Instructions to follow —
Which lines in the items below contain the string "shrub"? Return each of them in full.

Records supplied —
--- START ---

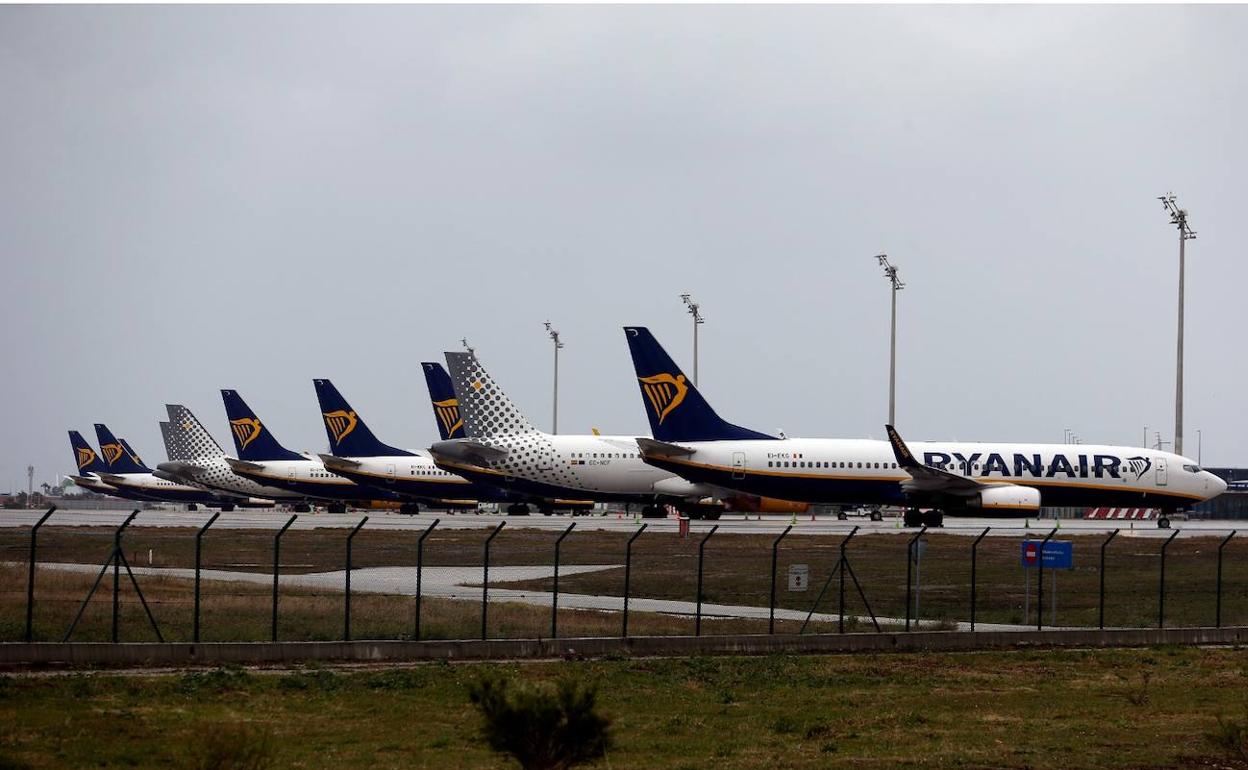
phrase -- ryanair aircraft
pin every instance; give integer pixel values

--- END ---
--- START ---

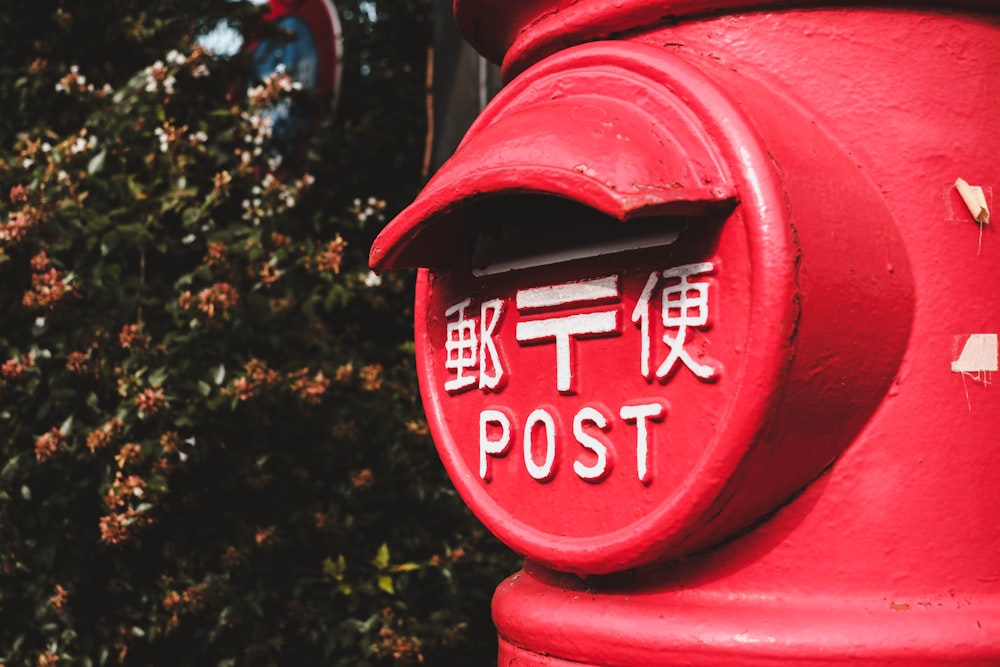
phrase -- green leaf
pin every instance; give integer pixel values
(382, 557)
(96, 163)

--- END ---
--- START ---

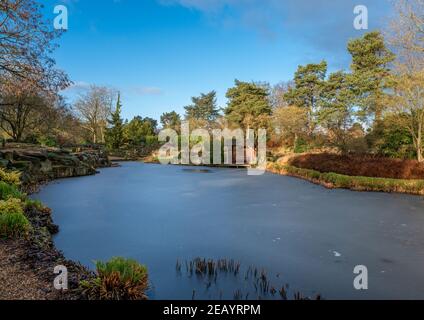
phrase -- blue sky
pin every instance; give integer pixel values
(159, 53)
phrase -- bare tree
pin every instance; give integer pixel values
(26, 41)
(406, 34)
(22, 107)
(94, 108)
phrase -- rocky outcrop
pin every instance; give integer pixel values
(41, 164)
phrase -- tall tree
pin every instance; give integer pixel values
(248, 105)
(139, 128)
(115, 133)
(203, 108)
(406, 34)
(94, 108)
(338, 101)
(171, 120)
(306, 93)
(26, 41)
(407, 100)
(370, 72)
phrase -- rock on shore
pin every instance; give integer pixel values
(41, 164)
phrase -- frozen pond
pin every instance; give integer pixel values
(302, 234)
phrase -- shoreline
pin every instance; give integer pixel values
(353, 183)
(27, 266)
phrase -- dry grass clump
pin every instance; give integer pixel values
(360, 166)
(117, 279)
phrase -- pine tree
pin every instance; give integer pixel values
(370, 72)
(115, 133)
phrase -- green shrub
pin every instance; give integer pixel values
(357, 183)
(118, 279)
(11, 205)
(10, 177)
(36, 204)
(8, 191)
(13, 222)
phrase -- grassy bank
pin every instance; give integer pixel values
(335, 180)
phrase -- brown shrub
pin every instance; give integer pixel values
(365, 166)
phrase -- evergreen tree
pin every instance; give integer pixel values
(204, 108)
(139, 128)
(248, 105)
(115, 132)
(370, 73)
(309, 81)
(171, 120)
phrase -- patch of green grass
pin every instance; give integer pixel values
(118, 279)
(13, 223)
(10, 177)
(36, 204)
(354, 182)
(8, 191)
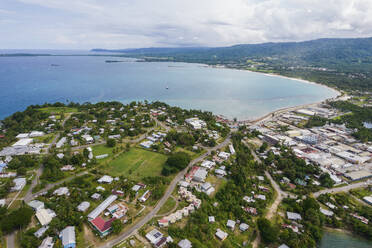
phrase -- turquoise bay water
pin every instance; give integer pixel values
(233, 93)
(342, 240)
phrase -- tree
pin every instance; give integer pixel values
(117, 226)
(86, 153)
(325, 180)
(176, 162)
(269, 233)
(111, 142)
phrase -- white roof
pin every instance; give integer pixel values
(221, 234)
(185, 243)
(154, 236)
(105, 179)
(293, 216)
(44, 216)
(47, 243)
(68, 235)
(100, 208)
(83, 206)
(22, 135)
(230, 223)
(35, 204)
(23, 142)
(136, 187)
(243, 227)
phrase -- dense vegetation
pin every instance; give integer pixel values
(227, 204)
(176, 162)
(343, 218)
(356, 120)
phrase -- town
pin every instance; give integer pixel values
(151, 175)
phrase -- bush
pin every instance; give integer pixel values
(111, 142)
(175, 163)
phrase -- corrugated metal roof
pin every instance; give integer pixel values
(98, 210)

--- END ---

Written response —
phrase -- green shrub
phrase -- brown shrub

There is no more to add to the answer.